◆ EXERCISE TASK ◆
Filter the listing below, copying out every line that contains the word "baby", and treat uppercase and lowercase letters as distinct when matching.

◆ INPUT DATA ◆
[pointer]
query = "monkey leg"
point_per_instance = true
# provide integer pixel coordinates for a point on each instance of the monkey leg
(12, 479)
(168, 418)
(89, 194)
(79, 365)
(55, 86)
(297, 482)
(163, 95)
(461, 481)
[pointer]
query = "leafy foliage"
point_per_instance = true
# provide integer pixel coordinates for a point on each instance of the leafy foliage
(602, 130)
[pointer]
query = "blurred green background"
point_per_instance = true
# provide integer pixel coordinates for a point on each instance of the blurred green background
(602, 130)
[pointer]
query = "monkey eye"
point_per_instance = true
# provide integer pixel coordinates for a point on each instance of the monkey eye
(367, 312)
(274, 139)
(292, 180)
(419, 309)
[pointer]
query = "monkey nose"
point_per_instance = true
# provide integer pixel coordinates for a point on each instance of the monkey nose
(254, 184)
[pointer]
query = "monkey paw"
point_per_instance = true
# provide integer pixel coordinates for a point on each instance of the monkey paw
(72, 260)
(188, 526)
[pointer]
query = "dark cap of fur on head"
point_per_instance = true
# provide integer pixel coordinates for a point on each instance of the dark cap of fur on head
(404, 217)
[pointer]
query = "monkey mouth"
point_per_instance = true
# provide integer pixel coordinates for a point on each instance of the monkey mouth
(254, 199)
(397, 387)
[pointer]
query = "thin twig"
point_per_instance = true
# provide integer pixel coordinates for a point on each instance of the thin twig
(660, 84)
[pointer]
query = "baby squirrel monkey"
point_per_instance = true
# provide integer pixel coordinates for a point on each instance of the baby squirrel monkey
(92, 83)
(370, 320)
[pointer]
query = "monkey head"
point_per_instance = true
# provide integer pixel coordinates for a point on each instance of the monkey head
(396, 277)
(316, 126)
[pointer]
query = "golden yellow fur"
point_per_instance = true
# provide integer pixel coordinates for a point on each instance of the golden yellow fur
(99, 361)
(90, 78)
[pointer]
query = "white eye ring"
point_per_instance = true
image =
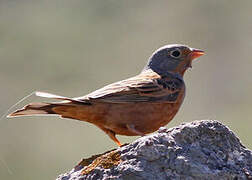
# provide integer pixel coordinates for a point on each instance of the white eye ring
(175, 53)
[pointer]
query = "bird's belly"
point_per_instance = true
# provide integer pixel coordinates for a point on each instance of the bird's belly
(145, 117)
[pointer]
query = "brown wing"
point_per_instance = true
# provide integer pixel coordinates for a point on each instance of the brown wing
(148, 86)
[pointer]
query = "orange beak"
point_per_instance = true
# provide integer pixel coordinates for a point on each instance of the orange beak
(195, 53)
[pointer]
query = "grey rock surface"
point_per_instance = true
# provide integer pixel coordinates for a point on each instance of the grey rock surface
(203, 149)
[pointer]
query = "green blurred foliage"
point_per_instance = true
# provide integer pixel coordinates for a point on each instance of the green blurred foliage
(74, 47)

---

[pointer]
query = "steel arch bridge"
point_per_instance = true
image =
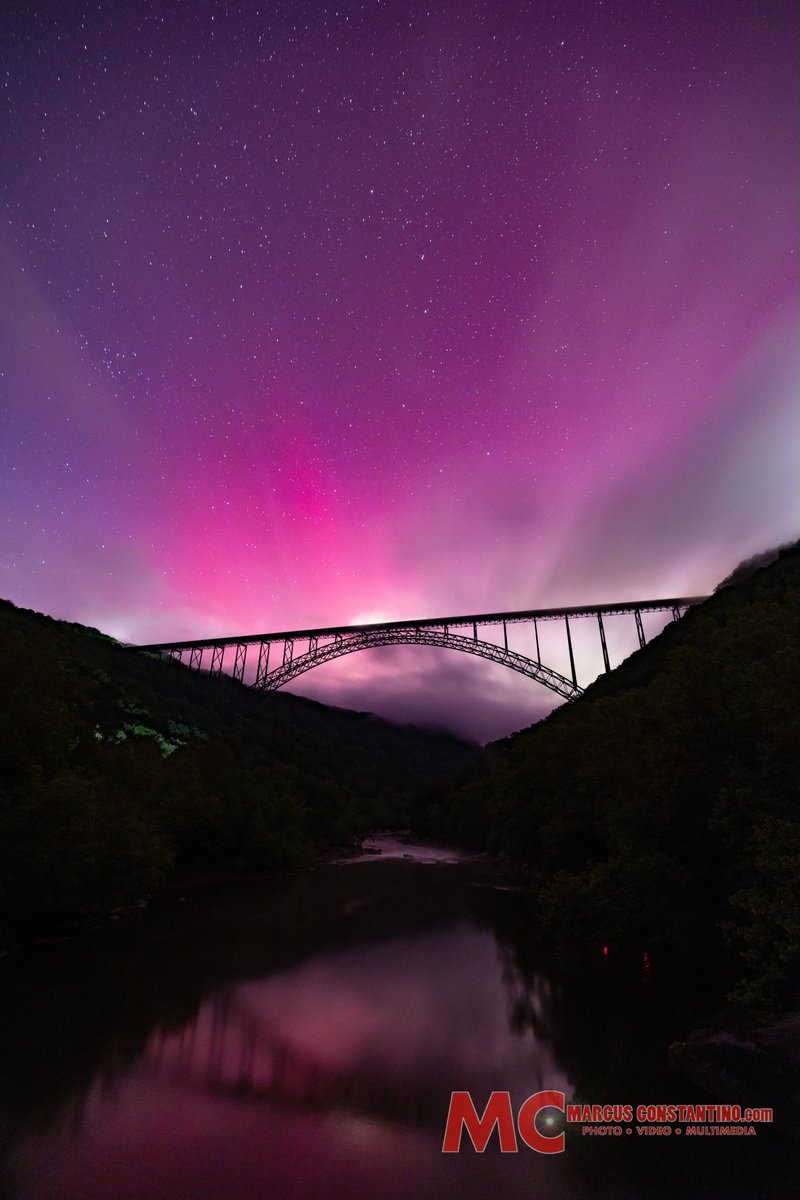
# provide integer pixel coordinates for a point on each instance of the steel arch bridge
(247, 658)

◆ FINISHED TASK ◆
query = "baby squirrel monkey"
# provide integer pixel coordinates for a point on each instance of the baby squirrel monkey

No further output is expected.